## Excerpted text
John 15:1-2 I am the true vine, and my Father is the husbandman. (2) Every branch in me that beareth not fruit he taketh away: and every branch that beareth fruit, he purgeth it, that it may bring forth more fruit.
Above the sanctuary gate in Herod’s Temple hung a golden grapevine, made with gold leaves and grapes donated by the people of Israel. No doubt, this golden vine had been seen by the Lord Jesus and His disciples in their recent days within the Temple, and it is at least possible that this vine of gold may have served as an illustration for the Lord’s lesson on fruit-bearing in John 15. Certainly, many churches today are like that golden vine: bright, shiny, wealthy, impressive – yes, and as dead and fruitless as a golden grapevine.
Jesus Christ is “the true vine.” The vine provides sustenance, strength, and stability. The branches are the little offshoots of the vine that actually produce the grapes. Branches connected to the vine produce fruit; disconnected branches, those that do not abide in the vine, wither and are fruitless.
Joh 15:6 If a man abide not in me, he is cast forth as a branch, and is withered; and men gather them, and cast them into the fire, and they are burned.
If a Christian individually or a church corporately is not bearing fruit, we should stop and look for the cause. There are only four options: 1) There is something wrong with the vine. 2) The husbandman is not caring for the branches properly. 3) The branches are not abiding in the vine. 4) The branches have recently been pruned.

## Data records
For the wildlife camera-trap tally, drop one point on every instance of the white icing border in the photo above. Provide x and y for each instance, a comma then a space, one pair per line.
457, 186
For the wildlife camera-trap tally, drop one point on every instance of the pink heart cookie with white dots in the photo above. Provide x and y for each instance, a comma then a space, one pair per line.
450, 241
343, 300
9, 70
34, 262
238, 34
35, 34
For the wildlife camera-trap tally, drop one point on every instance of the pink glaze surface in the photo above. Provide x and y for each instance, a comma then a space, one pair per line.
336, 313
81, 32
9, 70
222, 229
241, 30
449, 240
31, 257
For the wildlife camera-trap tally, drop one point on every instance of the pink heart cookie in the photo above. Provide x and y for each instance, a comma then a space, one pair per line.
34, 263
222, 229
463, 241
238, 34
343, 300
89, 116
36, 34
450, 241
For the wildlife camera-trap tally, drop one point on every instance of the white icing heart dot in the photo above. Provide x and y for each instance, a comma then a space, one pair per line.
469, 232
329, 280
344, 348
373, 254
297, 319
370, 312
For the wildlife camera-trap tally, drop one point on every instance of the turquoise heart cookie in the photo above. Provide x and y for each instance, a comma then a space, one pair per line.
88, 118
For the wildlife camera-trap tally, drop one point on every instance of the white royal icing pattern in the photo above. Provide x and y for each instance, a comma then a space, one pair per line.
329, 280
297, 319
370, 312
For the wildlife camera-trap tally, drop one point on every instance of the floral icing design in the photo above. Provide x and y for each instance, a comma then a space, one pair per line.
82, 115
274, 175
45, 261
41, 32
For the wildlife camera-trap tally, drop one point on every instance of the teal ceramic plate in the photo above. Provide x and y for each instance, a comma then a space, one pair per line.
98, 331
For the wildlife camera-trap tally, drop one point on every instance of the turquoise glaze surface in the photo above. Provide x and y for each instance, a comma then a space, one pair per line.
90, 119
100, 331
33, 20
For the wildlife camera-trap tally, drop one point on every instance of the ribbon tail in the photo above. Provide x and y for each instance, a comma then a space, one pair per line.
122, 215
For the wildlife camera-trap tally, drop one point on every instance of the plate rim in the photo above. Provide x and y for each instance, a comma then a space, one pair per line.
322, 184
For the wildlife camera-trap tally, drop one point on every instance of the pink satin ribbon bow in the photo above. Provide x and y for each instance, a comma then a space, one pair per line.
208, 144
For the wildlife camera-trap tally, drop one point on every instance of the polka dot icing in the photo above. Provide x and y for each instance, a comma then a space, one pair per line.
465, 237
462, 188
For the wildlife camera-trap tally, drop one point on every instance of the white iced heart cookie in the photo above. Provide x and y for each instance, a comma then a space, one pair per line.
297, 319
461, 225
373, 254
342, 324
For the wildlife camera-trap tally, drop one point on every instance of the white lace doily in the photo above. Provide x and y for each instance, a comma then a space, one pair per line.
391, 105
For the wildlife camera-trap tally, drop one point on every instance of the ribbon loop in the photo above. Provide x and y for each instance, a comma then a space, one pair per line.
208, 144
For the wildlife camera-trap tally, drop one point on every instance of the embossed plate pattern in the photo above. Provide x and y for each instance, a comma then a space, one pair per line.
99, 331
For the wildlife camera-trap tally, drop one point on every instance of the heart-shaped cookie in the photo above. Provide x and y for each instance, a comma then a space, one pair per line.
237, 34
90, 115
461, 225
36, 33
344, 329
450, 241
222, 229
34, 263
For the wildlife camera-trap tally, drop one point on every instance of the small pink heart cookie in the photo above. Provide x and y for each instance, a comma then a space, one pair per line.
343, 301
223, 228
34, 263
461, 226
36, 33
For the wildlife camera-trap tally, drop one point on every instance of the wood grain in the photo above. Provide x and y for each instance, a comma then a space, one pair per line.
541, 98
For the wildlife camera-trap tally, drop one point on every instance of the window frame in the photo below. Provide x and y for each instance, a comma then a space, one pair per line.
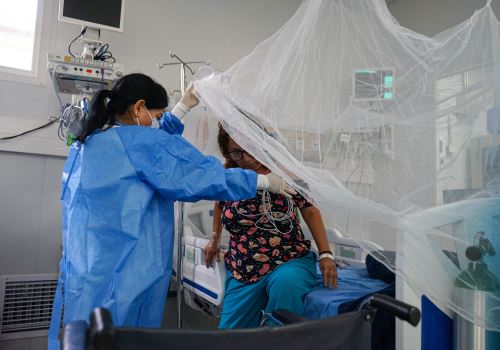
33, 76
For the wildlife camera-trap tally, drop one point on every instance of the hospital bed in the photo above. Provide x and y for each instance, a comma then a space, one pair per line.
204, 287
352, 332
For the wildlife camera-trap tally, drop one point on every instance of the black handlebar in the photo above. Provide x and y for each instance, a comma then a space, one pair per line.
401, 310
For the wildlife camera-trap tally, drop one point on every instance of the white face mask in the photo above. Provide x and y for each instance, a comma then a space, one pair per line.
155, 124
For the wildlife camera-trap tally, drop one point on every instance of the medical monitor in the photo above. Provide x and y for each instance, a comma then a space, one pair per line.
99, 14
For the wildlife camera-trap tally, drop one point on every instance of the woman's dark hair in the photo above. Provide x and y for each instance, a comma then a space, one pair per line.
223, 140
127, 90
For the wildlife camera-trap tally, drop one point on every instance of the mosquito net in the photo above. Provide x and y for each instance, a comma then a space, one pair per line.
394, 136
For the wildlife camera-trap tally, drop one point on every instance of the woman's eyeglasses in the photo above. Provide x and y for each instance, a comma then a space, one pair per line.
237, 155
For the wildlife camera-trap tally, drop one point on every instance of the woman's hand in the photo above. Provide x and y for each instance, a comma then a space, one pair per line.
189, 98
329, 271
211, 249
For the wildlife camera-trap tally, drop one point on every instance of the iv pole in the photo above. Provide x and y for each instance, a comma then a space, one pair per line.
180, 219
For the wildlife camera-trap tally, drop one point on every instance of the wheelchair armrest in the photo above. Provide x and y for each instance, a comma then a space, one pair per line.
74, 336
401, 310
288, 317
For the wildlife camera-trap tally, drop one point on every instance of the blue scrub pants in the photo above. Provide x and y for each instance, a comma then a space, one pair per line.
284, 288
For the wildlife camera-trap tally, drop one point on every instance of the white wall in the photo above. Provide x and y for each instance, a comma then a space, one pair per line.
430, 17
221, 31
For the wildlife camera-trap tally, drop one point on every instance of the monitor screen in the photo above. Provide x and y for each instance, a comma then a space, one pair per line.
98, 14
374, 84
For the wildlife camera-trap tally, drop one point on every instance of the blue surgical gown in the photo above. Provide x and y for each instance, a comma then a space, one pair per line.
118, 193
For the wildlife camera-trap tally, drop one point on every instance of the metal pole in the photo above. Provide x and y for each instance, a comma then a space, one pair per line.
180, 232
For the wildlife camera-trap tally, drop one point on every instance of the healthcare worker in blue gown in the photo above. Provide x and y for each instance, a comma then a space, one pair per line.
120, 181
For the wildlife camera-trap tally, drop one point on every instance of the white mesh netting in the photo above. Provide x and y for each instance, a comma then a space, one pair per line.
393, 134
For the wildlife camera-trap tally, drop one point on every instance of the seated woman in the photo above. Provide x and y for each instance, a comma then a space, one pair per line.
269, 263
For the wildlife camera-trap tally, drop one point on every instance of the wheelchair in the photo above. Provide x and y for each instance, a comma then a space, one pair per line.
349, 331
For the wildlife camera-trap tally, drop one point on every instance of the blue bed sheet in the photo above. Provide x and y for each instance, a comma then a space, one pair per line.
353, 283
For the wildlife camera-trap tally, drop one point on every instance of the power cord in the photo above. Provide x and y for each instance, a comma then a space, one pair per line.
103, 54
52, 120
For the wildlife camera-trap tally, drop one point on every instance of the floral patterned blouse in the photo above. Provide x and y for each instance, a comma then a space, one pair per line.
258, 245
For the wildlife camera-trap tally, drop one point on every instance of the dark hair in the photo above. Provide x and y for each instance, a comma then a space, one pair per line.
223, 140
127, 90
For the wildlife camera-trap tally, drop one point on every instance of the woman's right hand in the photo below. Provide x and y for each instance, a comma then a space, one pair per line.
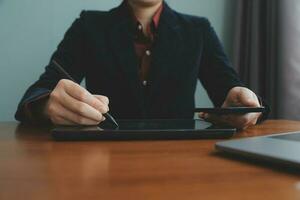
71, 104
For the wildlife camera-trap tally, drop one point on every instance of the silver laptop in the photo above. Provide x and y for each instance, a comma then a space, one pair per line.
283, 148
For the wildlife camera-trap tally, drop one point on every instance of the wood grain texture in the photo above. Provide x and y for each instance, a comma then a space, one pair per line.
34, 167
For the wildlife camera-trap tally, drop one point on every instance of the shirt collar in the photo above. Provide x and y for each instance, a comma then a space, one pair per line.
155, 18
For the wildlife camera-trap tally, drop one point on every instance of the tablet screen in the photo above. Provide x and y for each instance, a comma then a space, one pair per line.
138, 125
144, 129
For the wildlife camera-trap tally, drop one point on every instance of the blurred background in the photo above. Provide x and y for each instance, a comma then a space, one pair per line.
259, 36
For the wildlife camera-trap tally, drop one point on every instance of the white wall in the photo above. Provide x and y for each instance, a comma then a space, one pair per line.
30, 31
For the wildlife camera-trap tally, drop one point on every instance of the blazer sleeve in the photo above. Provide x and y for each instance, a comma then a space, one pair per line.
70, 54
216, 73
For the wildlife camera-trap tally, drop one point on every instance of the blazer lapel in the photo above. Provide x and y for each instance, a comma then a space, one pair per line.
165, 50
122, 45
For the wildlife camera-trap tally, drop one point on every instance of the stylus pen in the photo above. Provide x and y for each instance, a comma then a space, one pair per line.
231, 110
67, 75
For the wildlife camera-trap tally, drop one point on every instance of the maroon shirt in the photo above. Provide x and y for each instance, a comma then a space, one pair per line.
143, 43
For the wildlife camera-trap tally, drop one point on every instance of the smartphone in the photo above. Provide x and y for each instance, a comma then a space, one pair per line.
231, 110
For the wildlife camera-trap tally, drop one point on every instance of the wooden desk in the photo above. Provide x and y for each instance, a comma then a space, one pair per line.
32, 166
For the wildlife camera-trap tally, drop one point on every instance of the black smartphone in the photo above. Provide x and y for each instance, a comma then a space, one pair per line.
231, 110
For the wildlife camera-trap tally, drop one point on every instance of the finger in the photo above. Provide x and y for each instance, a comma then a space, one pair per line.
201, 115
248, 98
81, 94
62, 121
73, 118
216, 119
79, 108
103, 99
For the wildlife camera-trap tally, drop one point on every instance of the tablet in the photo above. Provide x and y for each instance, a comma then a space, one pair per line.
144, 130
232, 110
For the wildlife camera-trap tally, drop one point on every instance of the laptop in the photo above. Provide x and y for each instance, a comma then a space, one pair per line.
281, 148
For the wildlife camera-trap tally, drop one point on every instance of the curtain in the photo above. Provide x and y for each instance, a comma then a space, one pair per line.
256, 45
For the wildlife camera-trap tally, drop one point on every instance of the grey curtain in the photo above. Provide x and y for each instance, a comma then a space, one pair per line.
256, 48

* * *

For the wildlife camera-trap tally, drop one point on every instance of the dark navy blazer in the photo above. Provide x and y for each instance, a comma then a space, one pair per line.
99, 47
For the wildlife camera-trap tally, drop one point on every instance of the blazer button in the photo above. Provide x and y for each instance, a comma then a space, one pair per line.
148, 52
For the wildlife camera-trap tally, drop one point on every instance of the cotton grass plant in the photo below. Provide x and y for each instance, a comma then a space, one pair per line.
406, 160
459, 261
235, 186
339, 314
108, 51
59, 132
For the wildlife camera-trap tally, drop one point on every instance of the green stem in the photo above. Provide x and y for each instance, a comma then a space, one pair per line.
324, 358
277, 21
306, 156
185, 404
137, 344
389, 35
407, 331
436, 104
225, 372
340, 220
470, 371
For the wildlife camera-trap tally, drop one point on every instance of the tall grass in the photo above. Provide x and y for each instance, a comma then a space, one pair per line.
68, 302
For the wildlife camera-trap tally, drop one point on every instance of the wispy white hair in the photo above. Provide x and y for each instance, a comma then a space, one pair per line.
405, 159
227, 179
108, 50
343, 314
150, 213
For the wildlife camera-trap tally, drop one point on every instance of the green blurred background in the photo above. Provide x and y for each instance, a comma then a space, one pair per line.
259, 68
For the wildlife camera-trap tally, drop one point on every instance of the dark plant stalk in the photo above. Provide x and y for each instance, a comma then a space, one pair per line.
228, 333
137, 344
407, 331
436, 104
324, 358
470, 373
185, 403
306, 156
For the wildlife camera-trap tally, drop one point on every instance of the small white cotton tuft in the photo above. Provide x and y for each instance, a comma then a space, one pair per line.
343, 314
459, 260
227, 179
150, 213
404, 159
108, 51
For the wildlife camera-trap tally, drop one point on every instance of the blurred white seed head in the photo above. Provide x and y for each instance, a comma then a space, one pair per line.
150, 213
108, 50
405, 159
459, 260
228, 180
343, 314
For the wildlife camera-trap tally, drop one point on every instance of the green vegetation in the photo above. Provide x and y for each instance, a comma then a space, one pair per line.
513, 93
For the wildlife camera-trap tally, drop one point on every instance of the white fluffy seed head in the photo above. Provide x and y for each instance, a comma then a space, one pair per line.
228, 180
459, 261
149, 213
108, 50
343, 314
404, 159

## Directives
1. In the John 15 devotional, what hung above the sanctuary gate in Herod's Temple?
2. Write the next part of the John 15 devotional, picking up after its list of four options.

## In response
1. A golden grapevine, made with gold leaves and grapes donated by the people of Israel.

2.
We know that the first two options are not possible. The Lord Jesus Christ is the vine, so we will find no problems there. God the Father is the husbandman, and certainly we cannot find any fault in His care for the branches. Therefore, either we are not truly abiding in Christ (thus, withered), evidenced by perpetual fruitlessness, or the branch has been recently pruned, evidenced by temporary fruitlessness.
Joh 15:2 Every branch in me that beareth not fruit he taketh away: and every branch that beareth fruit, he purgeth it, that it may bring forth more fruit.
Please allow me to mix a metaphor here as I have more experience with fruit trees than grape vines. My teenage years were spent on a ten acre peach/plum/pecan orchard in Weatherford, Texas, owned and operated by my grandfather. Every year, when the trees were dormant, he would get out his ladder and long-handled pruning shears, and skillfully prune his hundreds of trees. My job was to load those pruned branches on a trailer and haul them down to the brush pile with his old Ford tractor, where they would eventually be burned.
Now, someone might think that a fruit tree would be better off with more branches. Logic tells us that more branches equals more fruit, correct? The short answer is yes, you will get more fruit, but it will be small, imperfect fruit. Furthermore, if a tree becomes overloaded with fruit, the limbs cannot bear their weight. Any gust of wind will cause the entire limb to break off, and the entire tree may be irreparably harmed.
Unpruned branches will break under their own weight. Success in ministry and unchecked pride may lead to a broken life and ministry. We need the humbling of a good pruning to remind us that without CHRIST we can do NOTHING (vs. 5). Then, God can grow us and strengthen us to bear the weight of “much fruit.”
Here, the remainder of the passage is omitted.